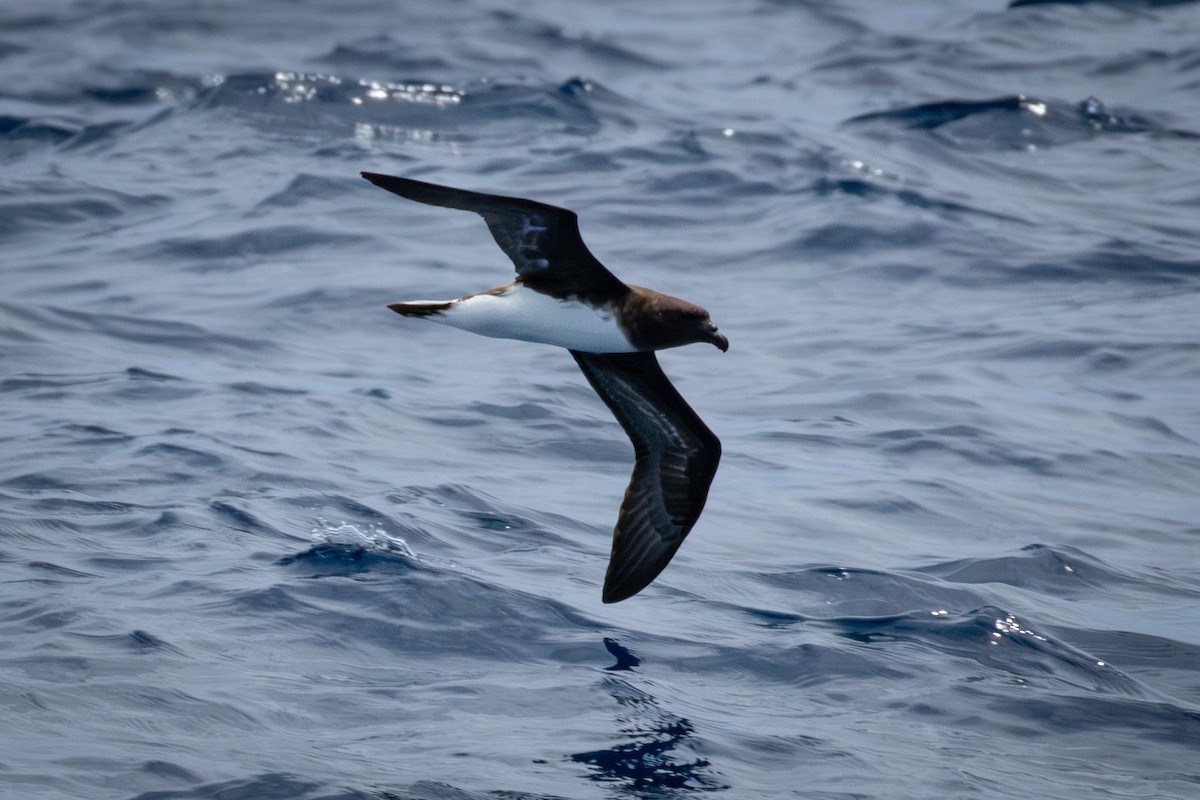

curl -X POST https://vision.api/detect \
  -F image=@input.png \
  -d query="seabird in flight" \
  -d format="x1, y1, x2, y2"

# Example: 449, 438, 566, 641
362, 173, 730, 603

[Brief] Reproduce all the entries above word for word, but leave out the picture.

[Completed exercise]
curl -X POST https://vision.api/detect \
  -F image=@input.png \
  -d query="seabird in flight" \
  -d format="x1, y1, x2, y2"

# Example: 449, 438, 566, 641
362, 173, 730, 603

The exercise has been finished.